STUDY TEXT ->
┏━━

The cost in human suffering as well as the millions of tax dollars Philadelphia has spent fighting the opioid epidemic are just a few of the compelling reasons the city this week rightly joined the growing list of communities suing drug manufacturers for their role in this crisis.

Big Pharma has to help Philadelphia and other communities fight the opioid crisis. (Olivier Le Queinec/Dreamstime/TNS)
Big Pharma has to help Philadelphia and other communities fight the opioid crisis. (Olivier Le Queinec/Dreamstime/TNS)Read moreOlivier Le Queinec / Dreamstime

Philadelphia is buckling under the weight of the opioid crisis. No big city has as many opioid deaths per capita as this city.  About 1,200 Philadelphians died of an drug overdose last year. That was a 30 percent jump over 2016; more are expected in 2018.

The city estimates that 140,000 residents are addicts but only 10 percent of them are in treatment.   Officials worry that more people could become addicts because about a third of the city's adults have been prescribed highly addictive painkillers in the last year, according to the city's health commissioner, Thomas Farley.  Add to that the thousands of addicts from around the region who come to the city to buy drugs and inevitably overdose.

The city didn't make this mess, and it shouldn't have to clean it up alone.   The cost in human suffering and the millions of tax dollars Philadelphia has spent fighting this epidemic are compelling reasons the city this week rightly joined the growing list of communities suing five drug manufacturers  — including Allergan/Actavis; Cephalon and Teva; Endo; Janssen and Johnson & Johnson; and Purdue — for their roles in the crisis. Very significantly, the city is not just seeking monetary damages but  also is seeking to stop the companies' aggressive marketing of drugs.

This lawsuit may seem long overdue, but consider that this crisis knocked communities off their feet and they are only now getting up and fighting the root causes.

┗━━

PROMPT -> According to the editorial on Philadelphia's opioid lawsuit, what share of the city's estimated 140,000 addicted residents are in treatment? The data that come next have no connection to the editorial.

STORED DATA ->
┏━━

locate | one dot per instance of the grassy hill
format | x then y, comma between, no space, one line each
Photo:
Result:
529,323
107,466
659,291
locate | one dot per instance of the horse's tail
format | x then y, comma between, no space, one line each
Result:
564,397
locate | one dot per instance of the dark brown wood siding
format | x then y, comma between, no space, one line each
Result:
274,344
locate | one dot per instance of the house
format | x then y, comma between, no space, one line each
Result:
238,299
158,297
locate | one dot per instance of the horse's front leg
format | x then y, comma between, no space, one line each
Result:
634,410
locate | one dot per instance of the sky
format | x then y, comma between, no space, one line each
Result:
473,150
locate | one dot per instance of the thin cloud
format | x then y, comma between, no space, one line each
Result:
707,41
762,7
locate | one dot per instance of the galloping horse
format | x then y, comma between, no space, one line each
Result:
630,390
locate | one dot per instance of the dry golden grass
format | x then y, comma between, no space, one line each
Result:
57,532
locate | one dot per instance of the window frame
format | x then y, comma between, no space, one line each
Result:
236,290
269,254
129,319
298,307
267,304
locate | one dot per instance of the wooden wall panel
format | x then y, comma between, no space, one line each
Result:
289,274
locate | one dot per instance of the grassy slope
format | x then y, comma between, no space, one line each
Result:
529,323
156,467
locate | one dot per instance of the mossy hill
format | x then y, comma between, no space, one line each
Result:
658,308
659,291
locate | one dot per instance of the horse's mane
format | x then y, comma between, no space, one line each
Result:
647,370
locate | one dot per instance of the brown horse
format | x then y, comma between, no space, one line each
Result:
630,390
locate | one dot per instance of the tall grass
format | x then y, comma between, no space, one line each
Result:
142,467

┗━━
┏━━

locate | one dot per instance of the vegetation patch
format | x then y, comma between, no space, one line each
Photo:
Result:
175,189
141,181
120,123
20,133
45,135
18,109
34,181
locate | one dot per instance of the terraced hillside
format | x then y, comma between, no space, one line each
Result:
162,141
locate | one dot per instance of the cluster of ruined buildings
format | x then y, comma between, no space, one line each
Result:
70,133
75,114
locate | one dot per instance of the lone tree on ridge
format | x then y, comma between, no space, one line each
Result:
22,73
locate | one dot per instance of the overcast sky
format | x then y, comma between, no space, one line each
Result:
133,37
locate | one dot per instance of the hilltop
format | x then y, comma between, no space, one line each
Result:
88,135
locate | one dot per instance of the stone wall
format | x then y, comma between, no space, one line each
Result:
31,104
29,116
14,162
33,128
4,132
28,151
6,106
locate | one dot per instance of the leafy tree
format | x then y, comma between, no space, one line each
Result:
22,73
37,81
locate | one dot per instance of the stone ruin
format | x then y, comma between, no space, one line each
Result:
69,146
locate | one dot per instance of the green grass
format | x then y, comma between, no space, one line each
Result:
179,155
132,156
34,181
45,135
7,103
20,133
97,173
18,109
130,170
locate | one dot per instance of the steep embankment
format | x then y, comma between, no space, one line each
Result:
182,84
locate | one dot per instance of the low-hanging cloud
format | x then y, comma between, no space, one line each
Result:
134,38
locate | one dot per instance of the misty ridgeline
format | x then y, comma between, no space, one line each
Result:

┗━━
┏━━

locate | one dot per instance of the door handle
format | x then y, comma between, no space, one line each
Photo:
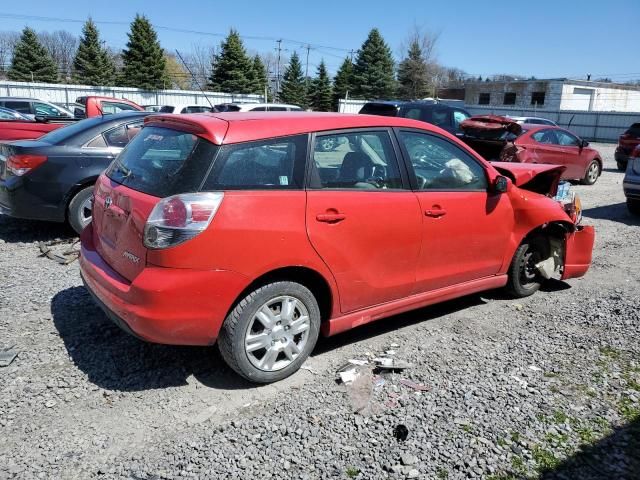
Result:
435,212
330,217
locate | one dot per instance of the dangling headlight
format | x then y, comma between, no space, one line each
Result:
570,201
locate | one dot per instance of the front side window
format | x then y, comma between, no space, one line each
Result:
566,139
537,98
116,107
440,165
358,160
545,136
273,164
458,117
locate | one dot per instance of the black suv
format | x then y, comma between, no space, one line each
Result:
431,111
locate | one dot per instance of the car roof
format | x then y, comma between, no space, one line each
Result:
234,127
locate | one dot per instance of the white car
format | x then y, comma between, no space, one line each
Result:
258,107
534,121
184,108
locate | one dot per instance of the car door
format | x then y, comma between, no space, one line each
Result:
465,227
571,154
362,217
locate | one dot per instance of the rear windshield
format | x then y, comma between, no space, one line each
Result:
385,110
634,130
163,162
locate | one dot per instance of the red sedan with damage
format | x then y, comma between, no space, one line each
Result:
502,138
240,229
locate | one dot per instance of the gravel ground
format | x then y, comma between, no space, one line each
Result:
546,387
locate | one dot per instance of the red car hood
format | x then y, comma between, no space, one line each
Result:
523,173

┗━━

REPLY -> Only 10 percent.